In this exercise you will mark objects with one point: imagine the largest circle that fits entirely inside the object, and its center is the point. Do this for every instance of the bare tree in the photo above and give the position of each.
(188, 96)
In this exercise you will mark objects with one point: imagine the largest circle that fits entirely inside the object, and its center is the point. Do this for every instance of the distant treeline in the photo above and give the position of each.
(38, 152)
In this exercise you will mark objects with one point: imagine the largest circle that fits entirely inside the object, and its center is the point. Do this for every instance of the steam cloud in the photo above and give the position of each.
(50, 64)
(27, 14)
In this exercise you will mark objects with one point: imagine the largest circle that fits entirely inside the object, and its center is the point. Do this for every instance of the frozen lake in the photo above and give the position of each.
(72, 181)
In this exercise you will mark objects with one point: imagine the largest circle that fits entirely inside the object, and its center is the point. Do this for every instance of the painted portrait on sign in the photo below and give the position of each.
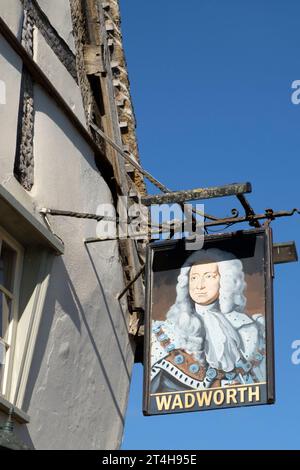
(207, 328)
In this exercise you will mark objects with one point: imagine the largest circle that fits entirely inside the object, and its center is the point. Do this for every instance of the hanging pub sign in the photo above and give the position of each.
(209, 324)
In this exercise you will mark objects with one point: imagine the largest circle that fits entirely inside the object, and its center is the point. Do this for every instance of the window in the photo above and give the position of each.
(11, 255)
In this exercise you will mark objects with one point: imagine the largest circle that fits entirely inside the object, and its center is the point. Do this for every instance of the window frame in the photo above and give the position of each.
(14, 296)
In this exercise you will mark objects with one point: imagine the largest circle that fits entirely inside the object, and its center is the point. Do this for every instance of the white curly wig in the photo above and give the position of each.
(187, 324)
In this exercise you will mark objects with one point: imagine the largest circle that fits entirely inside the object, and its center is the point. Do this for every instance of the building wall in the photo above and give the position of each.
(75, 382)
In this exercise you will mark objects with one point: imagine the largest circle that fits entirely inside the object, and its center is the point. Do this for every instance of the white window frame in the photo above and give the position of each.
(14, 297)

::::::

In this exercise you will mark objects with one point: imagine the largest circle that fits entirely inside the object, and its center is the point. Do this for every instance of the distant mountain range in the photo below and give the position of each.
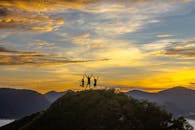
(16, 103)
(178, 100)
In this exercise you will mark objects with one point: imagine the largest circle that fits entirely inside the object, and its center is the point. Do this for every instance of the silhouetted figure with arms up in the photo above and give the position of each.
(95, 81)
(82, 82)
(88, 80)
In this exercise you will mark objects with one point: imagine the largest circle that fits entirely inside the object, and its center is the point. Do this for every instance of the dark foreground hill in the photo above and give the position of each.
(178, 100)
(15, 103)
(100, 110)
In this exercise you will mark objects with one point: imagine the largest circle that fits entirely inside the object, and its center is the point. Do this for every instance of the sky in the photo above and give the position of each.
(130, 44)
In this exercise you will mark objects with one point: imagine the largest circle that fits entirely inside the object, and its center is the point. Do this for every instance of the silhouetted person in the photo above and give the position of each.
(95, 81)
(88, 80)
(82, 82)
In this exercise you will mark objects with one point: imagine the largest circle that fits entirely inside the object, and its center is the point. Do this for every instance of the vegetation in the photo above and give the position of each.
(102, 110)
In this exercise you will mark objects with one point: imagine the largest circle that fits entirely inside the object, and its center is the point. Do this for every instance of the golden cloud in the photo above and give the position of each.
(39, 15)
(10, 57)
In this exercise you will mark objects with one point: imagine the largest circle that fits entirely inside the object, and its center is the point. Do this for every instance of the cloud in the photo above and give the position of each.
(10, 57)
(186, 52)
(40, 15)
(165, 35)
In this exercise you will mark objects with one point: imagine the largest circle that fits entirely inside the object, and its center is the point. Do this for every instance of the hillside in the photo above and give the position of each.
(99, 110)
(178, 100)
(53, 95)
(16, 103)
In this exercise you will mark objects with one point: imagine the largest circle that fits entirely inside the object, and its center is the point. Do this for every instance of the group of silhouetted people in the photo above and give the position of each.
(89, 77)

::::::

PROBLEM DESCRIPTION :: Please count the lines of the material above that contain the word "person", matching case exactly, and reply with only the number.

TASK RESULT :: 1